== WORK REQUIRED ==
Whenever the word "instance" appears in a line of the data below, copy that line.

== DATA SECTION ==

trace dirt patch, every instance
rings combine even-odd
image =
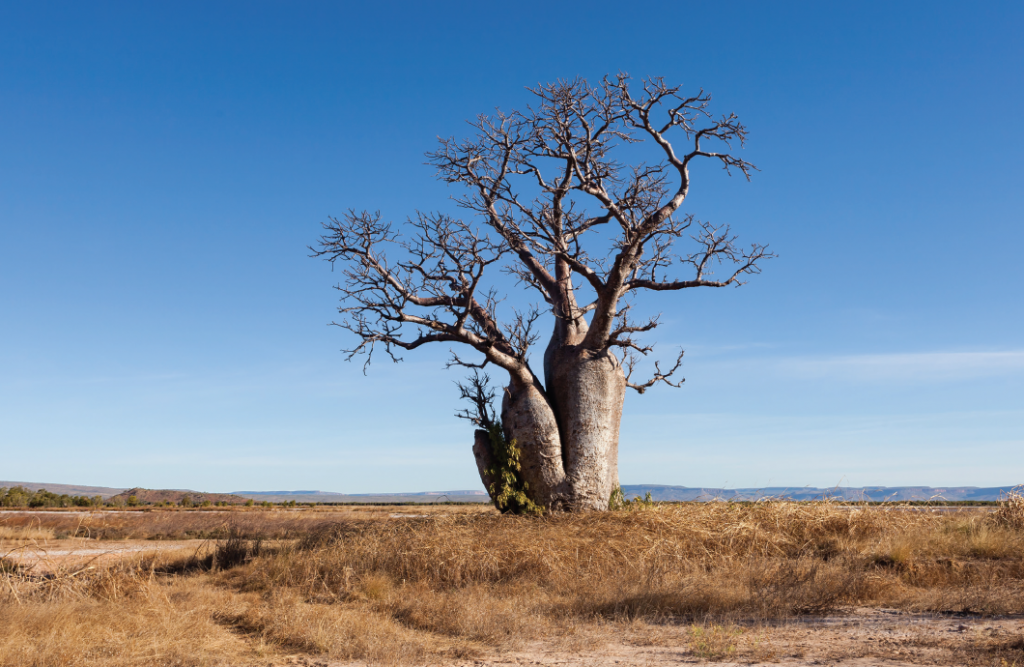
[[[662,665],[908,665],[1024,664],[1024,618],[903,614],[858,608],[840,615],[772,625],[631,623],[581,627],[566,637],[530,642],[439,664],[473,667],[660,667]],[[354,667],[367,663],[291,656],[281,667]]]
==
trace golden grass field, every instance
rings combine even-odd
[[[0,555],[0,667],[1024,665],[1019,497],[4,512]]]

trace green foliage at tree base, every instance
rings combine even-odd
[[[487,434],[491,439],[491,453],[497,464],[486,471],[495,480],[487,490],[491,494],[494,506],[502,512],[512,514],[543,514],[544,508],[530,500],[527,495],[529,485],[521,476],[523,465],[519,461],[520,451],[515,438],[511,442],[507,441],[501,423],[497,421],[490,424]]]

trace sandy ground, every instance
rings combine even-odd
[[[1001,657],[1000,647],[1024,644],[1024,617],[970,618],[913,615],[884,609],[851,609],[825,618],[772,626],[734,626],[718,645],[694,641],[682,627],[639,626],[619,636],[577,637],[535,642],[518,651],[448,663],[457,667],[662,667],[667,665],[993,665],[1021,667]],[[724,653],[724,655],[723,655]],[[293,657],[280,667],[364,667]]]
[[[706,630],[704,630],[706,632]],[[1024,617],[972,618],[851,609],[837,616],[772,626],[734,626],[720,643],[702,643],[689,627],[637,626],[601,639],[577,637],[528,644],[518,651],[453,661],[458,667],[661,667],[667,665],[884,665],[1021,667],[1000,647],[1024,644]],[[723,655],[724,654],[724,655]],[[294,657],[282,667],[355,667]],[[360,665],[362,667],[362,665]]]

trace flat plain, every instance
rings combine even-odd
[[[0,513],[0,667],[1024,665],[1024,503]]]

== ANSWER FOR THE TASK ==
trace dirt patch, every instance
trace golden grass field, every instance
trace green foliage at tree base, every instance
trace sandy ground, every instance
trace flat plain, every instance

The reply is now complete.